== Provided records ==

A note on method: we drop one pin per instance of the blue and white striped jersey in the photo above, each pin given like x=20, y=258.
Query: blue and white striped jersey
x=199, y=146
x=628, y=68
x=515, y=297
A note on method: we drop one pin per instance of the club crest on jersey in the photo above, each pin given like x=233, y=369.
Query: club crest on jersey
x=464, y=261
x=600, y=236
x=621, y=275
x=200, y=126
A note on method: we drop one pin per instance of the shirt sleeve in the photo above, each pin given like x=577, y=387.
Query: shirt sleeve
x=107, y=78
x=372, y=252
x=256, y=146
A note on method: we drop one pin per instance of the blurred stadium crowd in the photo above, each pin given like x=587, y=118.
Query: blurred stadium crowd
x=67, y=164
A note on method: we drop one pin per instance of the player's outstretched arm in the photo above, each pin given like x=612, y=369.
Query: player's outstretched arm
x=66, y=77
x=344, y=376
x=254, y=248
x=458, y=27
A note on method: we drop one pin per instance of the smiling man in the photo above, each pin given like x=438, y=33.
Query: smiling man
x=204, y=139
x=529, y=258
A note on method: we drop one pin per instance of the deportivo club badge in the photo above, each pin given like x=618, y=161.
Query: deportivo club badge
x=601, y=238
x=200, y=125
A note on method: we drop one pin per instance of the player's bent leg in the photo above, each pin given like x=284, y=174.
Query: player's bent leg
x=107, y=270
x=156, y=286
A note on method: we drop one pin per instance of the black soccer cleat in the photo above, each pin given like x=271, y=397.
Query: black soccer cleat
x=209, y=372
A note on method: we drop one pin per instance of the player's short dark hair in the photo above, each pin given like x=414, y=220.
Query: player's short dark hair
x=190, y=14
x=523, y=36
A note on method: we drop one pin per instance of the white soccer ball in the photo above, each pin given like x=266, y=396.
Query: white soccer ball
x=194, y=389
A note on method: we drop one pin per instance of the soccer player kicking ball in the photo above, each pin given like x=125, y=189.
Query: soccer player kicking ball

===

## Task requirements
Please quote the data above in full, with no line missing.

## Output for this exercise
A note on method: we drop one pin per instance of the blue and white striped jersey in the photo above, each pin given like x=20, y=258.
Query: blue and white striped jersey
x=199, y=146
x=628, y=68
x=515, y=297
A note on method: we drop one pin per instance of the club crest on jersey in the photo above, each pin given like x=233, y=369.
Query: club crest on jersey
x=464, y=261
x=600, y=236
x=621, y=275
x=200, y=126
A note on method: we drop one pin per instance of the shirt sleeve in the photo above, each pin given like x=577, y=387.
Query: shirt sleeve
x=107, y=78
x=372, y=252
x=256, y=146
A note on method: we drop one pin per instance of the blurred stadium crowd in the photo above, each pin given like x=587, y=118.
Query: blurred stadium crowd
x=67, y=164
A note on method: we drop one pin per instance of the player's outstretched arm in the photo above, each pin given like x=612, y=369.
Query: player's outstretched arm
x=66, y=77
x=344, y=376
x=254, y=248
x=458, y=27
A note on method: we drop one pin per instance of the smiling man in the photo above, each pin given like x=438, y=33.
Query: smiling man
x=204, y=139
x=529, y=258
A note on method: we drop one pin per instance of the deportivo club badge in the photo above, each pin given like x=618, y=161.
Query: deportivo club badge
x=601, y=238
x=200, y=125
A note on method: we drop one pin per instance of the player's bent leg in the photo above, each pin given like x=284, y=174.
Query: player's bent leg
x=107, y=270
x=156, y=286
A note on method: we drop one pin per instance of the black soccer cleat in the photo above, each pin given like x=271, y=397.
Query: black soccer cleat
x=209, y=372
A note on method: we drop one pin per instance of the player's short dark hair in the photo above, each pin given like x=414, y=220.
Query: player's short dark hair
x=190, y=14
x=523, y=36
A note on method: we drop one pin per instance of the white soccer ball in the photo above, each pin given like x=266, y=396.
Query: white soccer ball
x=194, y=389
A note on method: we drop one pin per instance of the soccer player kicking ball in the photo above, each pin given like x=125, y=189.
Query: soccer player kicking ball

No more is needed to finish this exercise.